● Your goal: Duplicate every line of the records below, changing nothing.

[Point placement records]
---
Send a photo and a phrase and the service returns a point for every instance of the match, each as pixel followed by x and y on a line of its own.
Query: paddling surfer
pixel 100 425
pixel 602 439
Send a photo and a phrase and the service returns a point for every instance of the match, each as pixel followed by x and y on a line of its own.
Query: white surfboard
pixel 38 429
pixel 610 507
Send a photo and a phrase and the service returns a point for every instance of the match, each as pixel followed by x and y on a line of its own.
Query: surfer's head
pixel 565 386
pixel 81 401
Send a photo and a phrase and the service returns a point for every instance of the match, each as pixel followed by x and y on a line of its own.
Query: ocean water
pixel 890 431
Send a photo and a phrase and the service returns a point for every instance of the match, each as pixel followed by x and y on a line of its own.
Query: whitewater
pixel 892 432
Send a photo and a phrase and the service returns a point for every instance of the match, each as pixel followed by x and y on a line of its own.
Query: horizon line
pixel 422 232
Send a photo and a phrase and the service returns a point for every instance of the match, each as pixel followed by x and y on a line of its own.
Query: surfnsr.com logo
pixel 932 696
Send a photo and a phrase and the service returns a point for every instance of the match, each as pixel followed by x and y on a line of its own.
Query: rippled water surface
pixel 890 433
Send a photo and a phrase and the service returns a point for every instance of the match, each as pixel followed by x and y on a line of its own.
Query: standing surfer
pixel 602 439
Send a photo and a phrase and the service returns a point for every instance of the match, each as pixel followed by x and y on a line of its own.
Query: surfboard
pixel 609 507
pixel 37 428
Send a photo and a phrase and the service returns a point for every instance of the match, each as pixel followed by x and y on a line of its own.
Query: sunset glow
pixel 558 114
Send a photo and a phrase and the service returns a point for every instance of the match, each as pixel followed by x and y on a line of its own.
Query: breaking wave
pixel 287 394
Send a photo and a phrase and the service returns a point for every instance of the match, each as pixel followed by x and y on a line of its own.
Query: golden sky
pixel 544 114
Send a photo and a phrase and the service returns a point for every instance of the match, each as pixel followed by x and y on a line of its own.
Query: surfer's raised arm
---
● Solution:
Send a photo and a phrase and the service returns a point for every instance of the match, each as pixel followed by x and y on a line of its own.
Query: paddling surfer
pixel 100 425
pixel 602 439
Send a photo and a phrase and the service returns a point for every instance of the match, each as pixel followed by x and y on a line of its own.
Query: white surfboard
pixel 38 429
pixel 610 507
Send a photo and a phrase and the service returns a point for every instance of the match, each as pixel followed by x and y on a line of its own.
Query: surfer's head
pixel 565 386
pixel 81 401
Send a photo and a phrase and the service returns a point for every instance of the match, each as pixel followed by x and y on a line of its own.
Query: ocean water
pixel 890 431
Send a photo and a phrase and the service returns a point for every instance of the match, each as pixel followed by x and y on a line of its own.
Query: whitewater
pixel 892 432
Send a photo and a phrase and the service returns a point for every instance of the match, each as pixel followed by x and y on a line of its own.
Query: horizon line
pixel 422 232
Send a photo and a phrase and the service returns a point for every instance of the match, each as pixel followed by x and y on a line of its own.
Query: surfnsr.com logo
pixel 932 696
Send a photo and a phrase and the service returns a point for every instance of the match, each as pixel followed by x and y on a line of its own.
Query: rippled water surface
pixel 890 433
Send a photo and a phrase and the service returns a point for every instance of the match, each as pixel followed by x and y on a line of its own.
Query: standing surfer
pixel 602 439
Send a photo and a phrase and the service returns a point for every instance of the match, each as pixel followed by x and y on a line of its own.
Query: surfboard
pixel 609 507
pixel 37 428
Send a photo and a phrase and the service returns a point for every instance of the match, each as pixel followed by x and y on a line of its own.
Query: sunset glow
pixel 558 114
Send a photo and a phrase and the service returns a point for every instance of the match, each as pixel followed by x and y on a line of its own.
Query: breaking wave
pixel 287 394
Send a photo and a phrase and the service returns a point for every instance of the match, each as pixel followed by x and y on a line of its own.
Query: golden sky
pixel 544 114
Send a photo and a phrase and the service returns a point for every instance of the match, each as pixel followed by x and y on a line of its own.
Query: surfer's raised arm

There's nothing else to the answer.